**EXERCICE PROPOSÉ:**
Répondez aux questions suivantes à partir du texte ci-dessous sur la baignade dans la Seine.
(a) Quel est le coût annoncé du projet visant à rendre la Seine baignable ?
(b) En quelle année une ordonnance préfectorale a-t-elle interdit définitivement la baignade dans la Seine ?
(c) En quelle année Jacques Chirac a-t-il promis de nager dans la Seine ?

**TEXTE EXTRAIT:**

Rendre la Seine baignable pour les JO de Paris: une promesse à 1,4 milliard de francs. [VILLE DE PARIS]
Rendre la Seine baignable pour les JO de Paris: une promesse à 1,4 milliard de francs. - [VILLE DE PARIS]
Plonger dans la Seine sous le ciel bleu avec la tour Eiffel en toile de fond: bientôt une réalité? C'est ce que vise un projet, lié aux Jeux olympiques de Paris, devisé à 1,4 milliard de francs. Mais son succès demeure incertain malgré les efforts, incluant le raccordement de milliers de foyers et de péniches au réseau d'assainissement et la construction d'une énorme cuve souterraine.

Au XVIIe siècle, on se baignait nu dans la Seine à Paris, au XIXe priorité y était donnée à la circulation des bateaux en plein essor. Au XXe, la baignade y était interdite définitivement par une ordonnance préfectorale de 1923 en raison "des dangers causés par la navigation fluviale et la pollution".

En promettant de nager dans la Seine en 1990, l'édile de Paris et futur président Jacques Chirac avait lancé l'idée d'une réappropriation du fleuve par ses riverains. 

L'actuelle maire de la capitale Anne Hidalgo en a pris l'engagement en 2016, en faisant un pilier du dossier de candidature pour l'organisation des Jeux olympiques (JO) qui se tiendront du 26 juillet au 11 août. Elle a prévu de s'y baigner en juin. Le président Emmanuel Macron a dit qu'il irait aussi - sans dire quand.

**EXTRAIT DES DONNÉES:**

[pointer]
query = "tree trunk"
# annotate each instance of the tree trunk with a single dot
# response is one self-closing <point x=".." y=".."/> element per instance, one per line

**RÉPONSE:**
(a) 1,4 milliard de francs.
(b) En 1923.
(c) En 1990.